#### [Supplied data]
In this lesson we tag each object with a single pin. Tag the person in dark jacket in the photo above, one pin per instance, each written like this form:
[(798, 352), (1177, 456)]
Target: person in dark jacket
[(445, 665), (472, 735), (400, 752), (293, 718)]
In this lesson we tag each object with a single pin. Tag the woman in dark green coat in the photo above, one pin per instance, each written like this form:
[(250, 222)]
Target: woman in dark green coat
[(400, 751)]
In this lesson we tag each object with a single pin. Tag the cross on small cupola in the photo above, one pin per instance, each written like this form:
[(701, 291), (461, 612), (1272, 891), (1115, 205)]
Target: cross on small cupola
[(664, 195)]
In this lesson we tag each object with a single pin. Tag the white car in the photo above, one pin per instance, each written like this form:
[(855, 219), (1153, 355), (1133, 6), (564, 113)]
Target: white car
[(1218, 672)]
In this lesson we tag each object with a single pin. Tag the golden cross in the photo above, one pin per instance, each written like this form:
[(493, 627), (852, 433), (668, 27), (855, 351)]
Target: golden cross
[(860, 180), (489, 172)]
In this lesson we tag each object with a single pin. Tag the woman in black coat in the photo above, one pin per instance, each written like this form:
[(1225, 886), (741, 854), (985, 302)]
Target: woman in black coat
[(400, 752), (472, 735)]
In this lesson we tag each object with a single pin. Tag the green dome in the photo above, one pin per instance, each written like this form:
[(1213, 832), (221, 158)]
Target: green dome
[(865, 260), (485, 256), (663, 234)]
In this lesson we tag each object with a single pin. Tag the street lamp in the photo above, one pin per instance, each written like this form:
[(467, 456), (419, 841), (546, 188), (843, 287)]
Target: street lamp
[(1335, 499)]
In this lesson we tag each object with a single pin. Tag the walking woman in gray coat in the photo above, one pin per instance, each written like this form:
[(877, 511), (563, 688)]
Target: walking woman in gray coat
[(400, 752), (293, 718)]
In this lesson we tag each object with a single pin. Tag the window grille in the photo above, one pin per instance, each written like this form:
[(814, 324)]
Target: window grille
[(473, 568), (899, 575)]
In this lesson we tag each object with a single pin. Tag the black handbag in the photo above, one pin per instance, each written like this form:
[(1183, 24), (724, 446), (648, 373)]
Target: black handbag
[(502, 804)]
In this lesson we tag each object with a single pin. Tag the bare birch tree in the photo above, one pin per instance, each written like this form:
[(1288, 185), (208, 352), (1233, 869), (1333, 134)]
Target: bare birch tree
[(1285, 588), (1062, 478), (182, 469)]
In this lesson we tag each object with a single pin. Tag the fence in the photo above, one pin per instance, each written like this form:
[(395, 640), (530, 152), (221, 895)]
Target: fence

#### [Set task]
Please rescale the data starting at the line containing "black coat in" and ending at the line containing "[(400, 752), (472, 735)]". Copy each of those lines and multiply only the answer pin coordinates by 1.95, rounding to whole numbers with halves rounded up, while every other number stays as it is.

#### [Response for this exercise]
In this lesson we tag each object with a single pin. Tag the woman in black coat in the photo above, one pin per instance, each written like this form:
[(1225, 886), (741, 854), (985, 302)]
Target: woman in black coat
[(780, 1466), (920, 1433)]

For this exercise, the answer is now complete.